* begin SUPPLIED DATA *

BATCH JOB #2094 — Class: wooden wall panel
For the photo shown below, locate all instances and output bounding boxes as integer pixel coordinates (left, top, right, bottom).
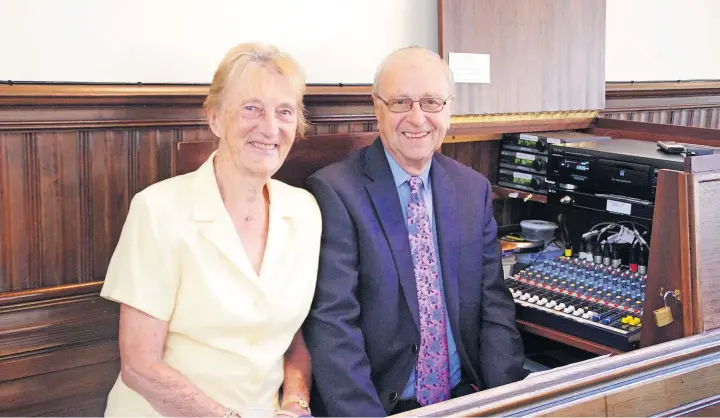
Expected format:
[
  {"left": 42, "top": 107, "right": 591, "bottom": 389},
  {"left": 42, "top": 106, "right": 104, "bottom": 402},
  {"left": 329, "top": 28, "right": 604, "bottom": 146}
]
[{"left": 0, "top": 293, "right": 119, "bottom": 416}]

* end SUPPLIED DATA *

#### STATED TASK:
Swap "wooden wall panel" for "timber wall panel" throughout the records above and write them out again with nothing else changed. Leave the pictures out.

#### CORRECT RESPONSE:
BATCH JOB #2094 — Class: timber wall panel
For the photo shown below, locate all instances and output bounding boxes as integer pixel coordinates (left, top, right, bottom).
Expected format:
[
  {"left": 42, "top": 107, "right": 591, "bottom": 389},
  {"left": 42, "top": 106, "right": 104, "bottom": 402},
  {"left": 329, "top": 28, "right": 604, "bottom": 146}
]
[{"left": 0, "top": 293, "right": 119, "bottom": 416}]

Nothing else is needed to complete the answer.